According to the passage on mechanical ventilation, what is the cycle variable during pressure control ventilation?

## PAGE EXTRACT

------------------------------------------------

How a mechanical breath begins is defined by the trigger variable. The breath trigger variable is known as the sensitivity control. The limit variable places a maximum value or limit on a control variable during delivery of a breath. During mechanical ventilation of an adult the limit or control variable can be pressure limited or volume limited. A limit variable is a parameter that rises to a certain value but does not exceed it. For example, a patient with ARDS has extremely non-compliant lungs (stiff lungs). When ventilating these patients, care must be taken during mechanical ventilation to not over distend the lungs, which can result in a pneumothorax and further damage to the lungs. These patients are placed on pressure control also known as pressure limited ventilation and a pressure level is set. Once the breath is triggered (begins) then the machine will deliver pressure and the pressure will rise until it reaches the preset level. Once the preset pressure level is reached then it is maintained at that level until inspiration ends. The cycle variable is the parameter that ends the inspiratory phase and allows passive exhalation to begin. During pressure control ventilation the cycle variable is time. An inspiratory time (I time) is set and once the set time elapses then inspiration ends. During volume control ventilation the amount of air to be delivered during inspiration (tidal volume) is set and when the set volume is reached inspiration ends. Therefore, it is important to remember that pressure control/pressure limited ventilation is time cycled and volume control/volume limited ventilation is volume cycled.

------------------------------------------------

Excerpts from a dataset:
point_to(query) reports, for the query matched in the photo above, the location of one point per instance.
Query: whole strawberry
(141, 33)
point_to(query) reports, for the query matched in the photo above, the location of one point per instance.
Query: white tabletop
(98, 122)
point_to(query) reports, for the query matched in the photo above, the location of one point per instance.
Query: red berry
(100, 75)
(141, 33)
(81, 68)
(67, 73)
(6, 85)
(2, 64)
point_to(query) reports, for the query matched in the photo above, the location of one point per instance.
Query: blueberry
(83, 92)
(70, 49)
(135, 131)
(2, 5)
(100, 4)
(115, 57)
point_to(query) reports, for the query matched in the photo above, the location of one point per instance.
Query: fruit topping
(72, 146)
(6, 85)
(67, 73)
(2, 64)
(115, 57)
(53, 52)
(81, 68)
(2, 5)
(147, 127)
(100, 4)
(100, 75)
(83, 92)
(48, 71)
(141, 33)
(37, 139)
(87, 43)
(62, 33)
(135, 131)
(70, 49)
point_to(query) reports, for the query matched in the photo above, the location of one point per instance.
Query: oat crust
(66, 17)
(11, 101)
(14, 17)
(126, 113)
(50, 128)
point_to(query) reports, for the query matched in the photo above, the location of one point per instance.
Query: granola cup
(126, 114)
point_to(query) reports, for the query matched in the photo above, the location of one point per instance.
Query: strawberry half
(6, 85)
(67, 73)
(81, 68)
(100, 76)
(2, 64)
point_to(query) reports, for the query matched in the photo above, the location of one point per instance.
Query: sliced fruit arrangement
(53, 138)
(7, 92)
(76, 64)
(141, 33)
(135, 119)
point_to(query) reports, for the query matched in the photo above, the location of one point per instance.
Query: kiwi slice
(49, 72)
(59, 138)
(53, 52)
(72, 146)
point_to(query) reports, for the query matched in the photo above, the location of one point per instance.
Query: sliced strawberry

------------------------------------------------

## RESPONSE TO THIS EXERCISE
Time.